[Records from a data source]
● ● ● ● ● ● ●

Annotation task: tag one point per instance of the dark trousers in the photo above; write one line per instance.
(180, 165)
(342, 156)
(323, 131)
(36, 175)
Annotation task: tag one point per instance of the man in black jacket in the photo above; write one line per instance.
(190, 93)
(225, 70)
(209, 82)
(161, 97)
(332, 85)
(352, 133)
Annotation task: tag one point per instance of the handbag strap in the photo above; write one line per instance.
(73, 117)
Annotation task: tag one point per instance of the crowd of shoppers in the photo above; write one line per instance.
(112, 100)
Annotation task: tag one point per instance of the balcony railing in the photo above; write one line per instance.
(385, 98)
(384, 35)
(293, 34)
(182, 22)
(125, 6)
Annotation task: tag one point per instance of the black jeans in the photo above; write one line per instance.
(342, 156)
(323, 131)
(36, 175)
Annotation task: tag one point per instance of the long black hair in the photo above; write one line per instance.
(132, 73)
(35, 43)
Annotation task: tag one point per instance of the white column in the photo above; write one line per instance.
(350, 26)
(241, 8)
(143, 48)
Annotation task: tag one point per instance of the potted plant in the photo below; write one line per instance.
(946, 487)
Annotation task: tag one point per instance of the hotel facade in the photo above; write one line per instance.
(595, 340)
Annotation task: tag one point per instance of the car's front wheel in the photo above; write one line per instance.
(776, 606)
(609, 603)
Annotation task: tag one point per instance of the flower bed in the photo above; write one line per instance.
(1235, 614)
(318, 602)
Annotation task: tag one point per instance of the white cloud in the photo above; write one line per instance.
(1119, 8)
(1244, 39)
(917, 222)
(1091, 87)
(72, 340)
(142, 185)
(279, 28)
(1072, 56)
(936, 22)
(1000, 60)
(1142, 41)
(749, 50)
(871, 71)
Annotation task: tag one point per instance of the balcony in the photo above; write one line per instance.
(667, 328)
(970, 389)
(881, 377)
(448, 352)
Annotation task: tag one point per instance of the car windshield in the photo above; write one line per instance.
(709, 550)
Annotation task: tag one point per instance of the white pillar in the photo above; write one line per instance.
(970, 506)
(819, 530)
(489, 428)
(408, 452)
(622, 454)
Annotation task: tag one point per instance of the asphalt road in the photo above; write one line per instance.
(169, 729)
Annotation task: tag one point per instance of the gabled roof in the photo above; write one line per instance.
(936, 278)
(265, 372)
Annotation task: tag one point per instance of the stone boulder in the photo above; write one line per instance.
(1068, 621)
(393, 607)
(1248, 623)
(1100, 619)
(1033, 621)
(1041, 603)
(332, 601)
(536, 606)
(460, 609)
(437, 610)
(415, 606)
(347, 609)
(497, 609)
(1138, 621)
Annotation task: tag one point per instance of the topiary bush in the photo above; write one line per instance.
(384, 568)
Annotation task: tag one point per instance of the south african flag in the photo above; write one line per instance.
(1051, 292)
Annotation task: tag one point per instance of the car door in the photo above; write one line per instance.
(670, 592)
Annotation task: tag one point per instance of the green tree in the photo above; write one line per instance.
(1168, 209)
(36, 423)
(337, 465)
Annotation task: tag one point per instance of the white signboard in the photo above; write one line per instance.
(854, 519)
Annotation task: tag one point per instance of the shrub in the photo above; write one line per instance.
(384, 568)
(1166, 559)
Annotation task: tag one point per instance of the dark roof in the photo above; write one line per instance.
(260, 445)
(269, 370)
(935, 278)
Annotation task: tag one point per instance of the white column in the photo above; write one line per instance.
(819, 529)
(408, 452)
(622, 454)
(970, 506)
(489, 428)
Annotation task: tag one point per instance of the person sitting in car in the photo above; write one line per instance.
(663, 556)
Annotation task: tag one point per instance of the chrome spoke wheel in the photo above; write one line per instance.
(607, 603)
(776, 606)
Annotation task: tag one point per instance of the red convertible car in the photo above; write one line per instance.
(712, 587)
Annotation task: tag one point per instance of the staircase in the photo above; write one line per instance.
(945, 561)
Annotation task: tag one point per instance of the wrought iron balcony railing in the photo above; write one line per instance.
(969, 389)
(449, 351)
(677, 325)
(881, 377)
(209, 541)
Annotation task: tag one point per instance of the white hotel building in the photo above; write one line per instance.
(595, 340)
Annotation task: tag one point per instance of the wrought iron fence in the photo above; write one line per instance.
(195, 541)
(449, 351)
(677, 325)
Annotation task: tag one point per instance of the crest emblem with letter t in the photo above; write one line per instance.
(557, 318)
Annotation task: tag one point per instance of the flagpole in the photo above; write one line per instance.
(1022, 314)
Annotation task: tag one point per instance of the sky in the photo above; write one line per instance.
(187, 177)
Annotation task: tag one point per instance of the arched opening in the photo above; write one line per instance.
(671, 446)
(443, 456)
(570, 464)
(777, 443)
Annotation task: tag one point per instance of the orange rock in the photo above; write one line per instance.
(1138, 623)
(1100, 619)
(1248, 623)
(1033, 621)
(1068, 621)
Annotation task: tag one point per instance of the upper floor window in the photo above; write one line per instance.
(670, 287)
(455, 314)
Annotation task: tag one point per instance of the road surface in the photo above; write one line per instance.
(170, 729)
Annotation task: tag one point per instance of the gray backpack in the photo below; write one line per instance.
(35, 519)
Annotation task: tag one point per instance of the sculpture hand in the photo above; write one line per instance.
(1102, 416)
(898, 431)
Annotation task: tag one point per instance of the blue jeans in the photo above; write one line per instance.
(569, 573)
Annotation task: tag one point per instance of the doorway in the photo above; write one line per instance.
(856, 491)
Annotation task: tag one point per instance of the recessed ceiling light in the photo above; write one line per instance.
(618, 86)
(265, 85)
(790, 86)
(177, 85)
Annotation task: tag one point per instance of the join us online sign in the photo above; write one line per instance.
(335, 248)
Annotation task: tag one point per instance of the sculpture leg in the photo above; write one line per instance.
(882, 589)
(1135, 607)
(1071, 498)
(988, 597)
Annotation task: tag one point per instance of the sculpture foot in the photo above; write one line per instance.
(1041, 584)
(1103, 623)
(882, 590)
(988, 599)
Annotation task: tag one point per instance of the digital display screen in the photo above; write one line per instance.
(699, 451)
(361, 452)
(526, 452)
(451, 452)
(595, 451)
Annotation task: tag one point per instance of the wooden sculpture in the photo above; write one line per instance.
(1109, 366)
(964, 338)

● ● ● ● ● ● ●

EXERCISE:
I would like you to output every record exactly as written.

EXERCISE SOLUTION:
Annotation task: tag one point per instance of the dark trousers in the photo above; write one line per instance.
(180, 165)
(342, 156)
(323, 131)
(36, 175)
Annotation task: tag one point per instance of the man in black jacket in the photo above; write one line per instance.
(190, 93)
(225, 70)
(209, 82)
(161, 97)
(332, 85)
(352, 133)
Annotation task: tag one point per instance of the handbag strap in the photo above; write one line per instance.
(73, 117)
Annotation task: tag one point per instance of the crowd of shoppers in the photo above; write one line per instance.
(112, 100)
Annotation task: tag one point per instance of the balcony railing in the photo above; write one line per instance.
(385, 98)
(384, 35)
(293, 34)
(182, 22)
(125, 6)
Annotation task: tag one point per instance of the black jeans in the photo above; write one line per instance.
(342, 156)
(323, 131)
(36, 175)
Annotation task: tag one point per instance of the long black hair in the photo above; write one line per instance.
(132, 73)
(35, 43)
Annotation task: tag one point per instance of the white column in the photo above; write one line per instance.
(350, 26)
(241, 8)
(143, 48)
Annotation task: tag one point per instance of the potted plant in the photo below; write one line per instance.
(946, 487)
Annotation task: tag one point per instance of the hotel facade in the photo above; write one line per instance.
(595, 340)
Annotation task: tag one point per instance of the car's front wheel in the photo above; write one line per instance.
(776, 606)
(609, 603)
Annotation task: tag one point per instance of the flower bed in the photo above; write one line per instance.
(1235, 614)
(318, 602)
Annotation task: tag one point per instance of the white cloud in the photo above; write one line per instance.
(1119, 8)
(1244, 39)
(917, 222)
(1091, 87)
(72, 340)
(142, 185)
(279, 28)
(1072, 56)
(936, 22)
(1000, 60)
(1142, 41)
(749, 50)
(871, 71)
Annotation task: tag one point per instance of the balcony in the photo above; write one line per instance.
(667, 328)
(970, 389)
(881, 377)
(448, 352)
Annotation task: tag one point per instance of the car windshield in the photo above; write one line per instance.
(709, 550)
Annotation task: tag one point per instance of the white pillar in the photo above; write one line per instance.
(970, 506)
(819, 530)
(489, 428)
(408, 452)
(622, 454)
Annotation task: tag one point per instance of the asphalt road in the photo above; write one line per instance.
(169, 729)
Annotation task: tag one point per instance of the gabled roof in the photo above; write one line per instance.
(936, 278)
(265, 372)
Annotation task: tag one point per instance of the stone boulder in the photo above; write one line per instance.
(1068, 621)
(393, 607)
(1248, 623)
(1100, 619)
(1033, 621)
(1041, 603)
(332, 601)
(536, 606)
(460, 609)
(437, 610)
(415, 606)
(347, 609)
(497, 609)
(1138, 621)
Annotation task: tag one point per instance of the topiary bush in the photo above; write one line per instance.
(384, 568)
Annotation task: tag one point per instance of the south african flag in the photo above; write one line per instance.
(1051, 292)
Annotation task: tag one point per instance of the car door in the photo above; write one line per instance.
(670, 592)
Annotation task: tag one point per instance of the green tree in the photo above; write one line per instance.
(1168, 209)
(36, 423)
(337, 465)
Annotation task: tag one point per instance of the white signboard in the photo above; write one line per instance.
(854, 519)
Annotation task: tag one point per instance of the shrub in the photo above; write one line per instance.
(384, 568)
(1166, 559)
Annotation task: tag one point per instance of the dark roof in the photo above; write one line per instance.
(260, 445)
(269, 370)
(935, 278)
Annotation task: tag one point per instance of the white column in the photo above; write one line per instance.
(819, 529)
(408, 452)
(622, 454)
(970, 506)
(489, 428)
Annotation task: tag one point per instance of the person sitting in car in the photo above; write one line per instance.
(663, 556)
Annotation task: tag one point per instance of the chrome spoke wheel in the photo above; write one line per instance.
(607, 603)
(776, 606)
Annotation task: tag one point per instance of the red convertible car in the photo above; write one line per instance.
(712, 587)
Annotation task: tag one point per instance of the staircase in the photo above; write one line per instance.
(945, 561)
Annotation task: tag one point per instance of the wrought iron balcony railing in the photo above; write one line per instance.
(969, 389)
(449, 351)
(677, 325)
(881, 377)
(209, 541)
Annotation task: tag one point per instance of the white hotel building in the photo above; write one line per instance.
(595, 340)
Annotation task: tag one point per instance of the wrought iron fence in the photo above; write one line per instance.
(195, 541)
(449, 351)
(677, 325)
Annotation task: tag one point per instance of the crest emblem with letter t in the photo above; write one line per instance.
(557, 318)
Annotation task: tag one point per instance of the flagpole in the photo above; write one line per instance.
(1022, 314)
Annotation task: tag one point per instance of the sky in the photo above; write one line per instance.
(187, 177)
Annotation task: tag one point per instance of the arched opening in the photo above; write one line per instance.
(671, 446)
(443, 456)
(570, 464)
(777, 443)
Annotation task: tag one point per instance of the orange rock in the photo above; write one line per instance.
(1138, 623)
(1100, 619)
(1248, 623)
(1033, 621)
(1068, 621)
Annotation task: tag one point per instance of the upper floor window in the photo above; write one line per instance.
(670, 287)
(455, 314)
Annotation task: tag one point per instance of the road surface in the photo above; write one line per instance.
(170, 729)
Annotation task: tag one point per instance of the gray backpack in the photo below; write one line per instance.
(35, 519)
Annotation task: tag one point per instance of the sculpture hand in the photo above; write one line per instance.
(1102, 416)
(898, 431)
Annotation task: tag one point per instance of the blue jeans in the photo above; write one line per instance.
(569, 573)
Annotation task: tag one point per instance of the doorway in the photo above; write one line per instance.
(856, 491)
Annotation task: tag one point per instance of the recessed ceiling light in the photo above; write one line per instance.
(618, 86)
(265, 85)
(790, 86)
(177, 85)
Annotation task: tag one point per instance of the join us online sign in the photo above; write one line per instance.
(335, 248)
Annotation task: tag one point per instance of the sculpture leg in the photo above; write one line per instance.
(882, 589)
(1135, 607)
(1071, 498)
(988, 597)
Annotation task: tag one point per instance of the sculpture foot in the photo above; write one line per instance.
(1041, 584)
(1103, 623)
(882, 590)
(988, 599)
Annotation task: tag one point per instance of the digital display screen in the photo above; write one line per instance.
(699, 451)
(361, 452)
(526, 452)
(451, 452)
(595, 451)
Annotation task: tag one point per instance of the wooden sculpture in the photo above; write one line per instance.
(1109, 366)
(964, 338)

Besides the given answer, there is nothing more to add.